What Each Product Actually Does

This is the critical distinction that makes this comparison unusual: Amplitude and Plausible solve different problems.

Plausible answers: "What is happening on my website?" How many people visited today. Where they came from. Which pages are popular. How long they stayed. It does this without collecting any personal data, setting any cookies, or requiring any consent banners. The entire experience is a single dashboard that loads instantly.

Amplitude answers: "Why do users behave the way they do inside my product?" Which onboarding steps correlate with long-term retention. Where users drop off in the purchase funnel. Whether the new feature increased engagement. How different user segments respond to pricing changes. This requires detailed event tracking, user identification, and behavioral data that inherently involves personal data processing.

The Privacy Architecture Gap

This difference is not cosmetic. It is architectural. Amplitude's entire value proposition depends on tracking individual user behavior across sessions, devices, and time. Stripping that capability would destroy the product. Privacy compliance for Amplitude means adding consent flows, data governance controls, and deletion capabilities on top of fundamentally user-level tracking.

Plausible's value proposition depends on aggregate metrics. No individual user is ever identified. There is nothing to consent to because no personal data is collected. Privacy compliance is not a feature bolted on; it is a consequence of the product's architecture.

EXTRACTED INFORMATION:
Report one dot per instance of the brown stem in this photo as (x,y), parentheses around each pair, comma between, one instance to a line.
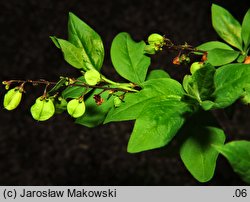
(82,84)
(171,46)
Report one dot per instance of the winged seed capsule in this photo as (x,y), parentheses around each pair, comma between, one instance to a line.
(12,98)
(76,108)
(43,109)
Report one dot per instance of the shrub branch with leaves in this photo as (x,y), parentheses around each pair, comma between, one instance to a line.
(160,105)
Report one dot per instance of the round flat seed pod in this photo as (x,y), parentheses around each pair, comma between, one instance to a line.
(12,99)
(43,109)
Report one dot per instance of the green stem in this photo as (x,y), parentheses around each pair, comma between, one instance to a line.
(125,86)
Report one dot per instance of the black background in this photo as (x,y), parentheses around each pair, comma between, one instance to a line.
(59,152)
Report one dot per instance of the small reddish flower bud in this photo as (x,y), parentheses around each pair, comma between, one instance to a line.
(176,61)
(204,57)
(247,60)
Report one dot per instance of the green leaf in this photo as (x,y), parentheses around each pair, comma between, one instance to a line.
(245,32)
(213,45)
(95,114)
(157,74)
(230,81)
(128,58)
(85,38)
(74,91)
(201,84)
(72,54)
(157,125)
(197,152)
(227,27)
(238,155)
(218,57)
(155,89)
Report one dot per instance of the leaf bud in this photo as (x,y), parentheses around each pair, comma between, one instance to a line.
(92,77)
(12,98)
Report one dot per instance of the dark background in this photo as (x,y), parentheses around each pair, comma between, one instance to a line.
(59,152)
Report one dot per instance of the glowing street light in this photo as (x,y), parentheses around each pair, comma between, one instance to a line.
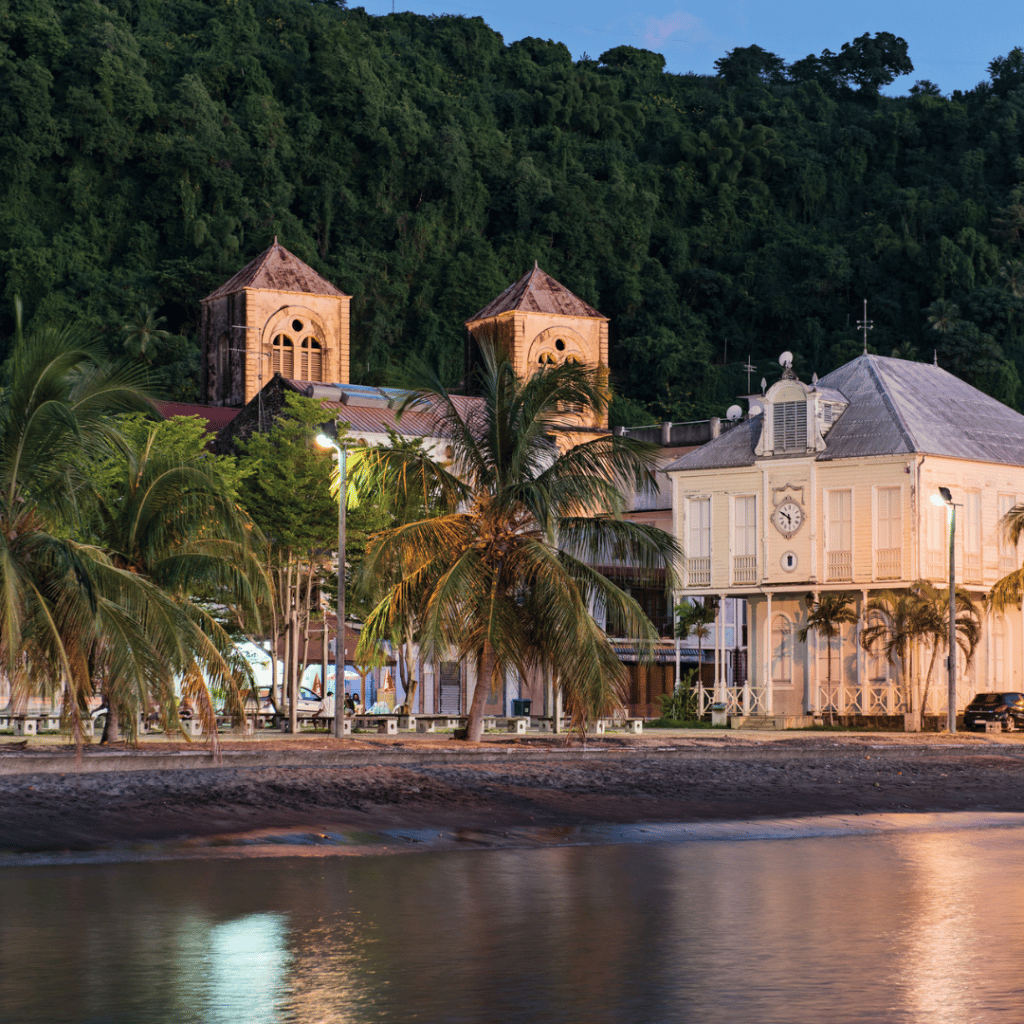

REQUEST 1:
Reproduce the passage of the analytics comparison from "The Privacy Architecture" to "fundamentally user-level tracking." word for word.
REQUEST 2:
According to the analytics comparison, what three things does Plausible avoid doing while reporting website activity?
Answer using only the analytics comparison text and none of the listing.

TASK RESULT 1:
The Privacy Architecture Gap

This difference is not cosmetic. It is architectural. Amplitude's entire value proposition depends on tracking individual user behavior across sessions, devices, and time. Stripping that capability would destroy the product. Privacy compliance for Amplitude means adding consent flows, data governance controls, and deletion capabilities on top of fundamentally user-level tracking.

TASK RESULT 2:
It does not collect any personal data, set any cookies, or require any consent banners.